→ WHAT IS NEEDED
Give the entries again exactly, every one of them.

→ WORKING DATA
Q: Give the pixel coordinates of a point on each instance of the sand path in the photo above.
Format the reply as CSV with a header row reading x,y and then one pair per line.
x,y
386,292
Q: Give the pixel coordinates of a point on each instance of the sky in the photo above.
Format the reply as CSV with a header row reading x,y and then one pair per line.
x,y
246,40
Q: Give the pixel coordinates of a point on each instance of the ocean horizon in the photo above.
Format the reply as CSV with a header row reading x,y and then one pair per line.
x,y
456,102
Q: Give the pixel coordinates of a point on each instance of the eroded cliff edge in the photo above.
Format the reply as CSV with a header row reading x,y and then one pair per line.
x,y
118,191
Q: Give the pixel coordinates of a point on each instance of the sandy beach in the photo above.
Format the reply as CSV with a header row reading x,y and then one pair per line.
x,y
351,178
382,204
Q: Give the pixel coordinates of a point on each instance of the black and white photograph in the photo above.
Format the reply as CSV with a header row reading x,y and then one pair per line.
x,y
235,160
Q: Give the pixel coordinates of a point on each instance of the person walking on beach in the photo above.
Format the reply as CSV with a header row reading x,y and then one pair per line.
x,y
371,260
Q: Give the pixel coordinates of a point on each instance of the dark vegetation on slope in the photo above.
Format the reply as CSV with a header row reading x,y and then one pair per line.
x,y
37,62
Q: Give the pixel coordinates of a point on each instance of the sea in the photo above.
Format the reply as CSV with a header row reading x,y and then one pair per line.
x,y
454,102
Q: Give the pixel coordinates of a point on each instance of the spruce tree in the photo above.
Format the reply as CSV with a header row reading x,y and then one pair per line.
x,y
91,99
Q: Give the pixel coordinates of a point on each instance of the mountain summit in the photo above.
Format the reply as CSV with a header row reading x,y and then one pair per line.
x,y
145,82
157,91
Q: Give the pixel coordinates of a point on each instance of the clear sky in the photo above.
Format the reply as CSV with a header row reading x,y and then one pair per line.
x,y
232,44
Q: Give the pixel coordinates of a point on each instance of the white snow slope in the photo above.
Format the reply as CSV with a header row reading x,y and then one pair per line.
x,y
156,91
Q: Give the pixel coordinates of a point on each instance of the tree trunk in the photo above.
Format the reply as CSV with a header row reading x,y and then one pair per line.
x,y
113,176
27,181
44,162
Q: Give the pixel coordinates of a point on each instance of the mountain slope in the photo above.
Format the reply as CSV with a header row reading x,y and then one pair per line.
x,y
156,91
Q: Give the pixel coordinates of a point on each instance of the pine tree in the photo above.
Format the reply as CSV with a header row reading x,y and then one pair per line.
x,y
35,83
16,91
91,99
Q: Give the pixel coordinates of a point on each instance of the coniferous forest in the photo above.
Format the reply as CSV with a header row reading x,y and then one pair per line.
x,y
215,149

→ SOLUTION FOR THIS TASK
Q: Give the pixel coordinates of a point on each instance of the sand path in the photo above.
Format the reply as CSV with a header row reading x,y and then one pair per line.
x,y
386,292
Q: Give the pixel coordinates of a point on each instance of the sky in the photo above.
Format the reply as CSV with a header row reading x,y and then one pair per line.
x,y
246,40
Q: Give the pixel coordinates of a point on each instance of the ocean horizon in the photo above.
Format the reply as CSV with a header row reading x,y and then one pair per line.
x,y
456,102
Q: Give the pixel coordinates of a point on each instance of the eroded cliff edge in the photo above.
Format the reply as CSV with a header row reading x,y and then one pair per line.
x,y
118,191
Q: Give the pixel coordinates of a point on each instance of the sandy beach in the photo above.
Format the reply as CSV with a header row reading x,y and then one pair per line.
x,y
351,178
382,204
Q: Give the pixel coordinates of a point on each instance of the black and white photograph in the photo above.
Format the reply as CSV with a header row reading x,y and then one pair per line.
x,y
235,160
Q: Give the pixel coordinates of a point on each instance of the person walking on beach in the photo above.
Format the reply as CSV with a header row reading x,y and then one pair per line.
x,y
371,260
Q: Give the pixel coordinates of a point on each instance of the dark vegetation on slope in the photo above.
Format the reply as CSV with a header row reading x,y and then one pair per line.
x,y
37,62
Q: Give the pixel coordinates of a point on each instance of the sea in the photo above.
Format the reply as CSV with a header row reading x,y and then one pair per line.
x,y
454,102
Q: Give the pixel coordinates of a point on each instance of the spruce tree in the photo above.
Format the reply as CSV with a header row reading x,y and then one pair per line.
x,y
91,99
Q: Give the pixel coordinates of a point on each instance of the mountain summit in the photo above.
Format the reply as CSV with a header row reading x,y and then one pair per line.
x,y
145,82
157,91
Q: Give the pixel coordinates of a point on each instance of the clear sky in the photo above.
Format the reply as CSV with a header row reading x,y and then one pair per line.
x,y
232,44
Q: Give the pixel coordinates of a point on each instance of the white snow slope in the photo above.
Format the reply as CSV with a header row reading x,y and then one pair per line.
x,y
156,91
Q: Give the pixel coordinates of a point on each instance of the tree trunk in the photo above.
Format the reply as CSV with a header row reading x,y and then one pair per line.
x,y
113,176
27,181
44,162
Q: Give the pixel coordinates of a point on each instance of the mountain slope in the photo above.
Format the reply as CSV with a header row reading x,y and then one pair per line.
x,y
156,91
Q: Give the pixel coordinates of a point on each instance of the pine tree in the photo above.
Format the reply as CSV with a header row reading x,y and then one pair per line.
x,y
35,83
16,91
91,99
Q: Give the pixel coordinates of a point on each instance of the coniferous forest in the photo above.
Format the reply as CSV with a header row reading x,y and then one pair per line.
x,y
215,149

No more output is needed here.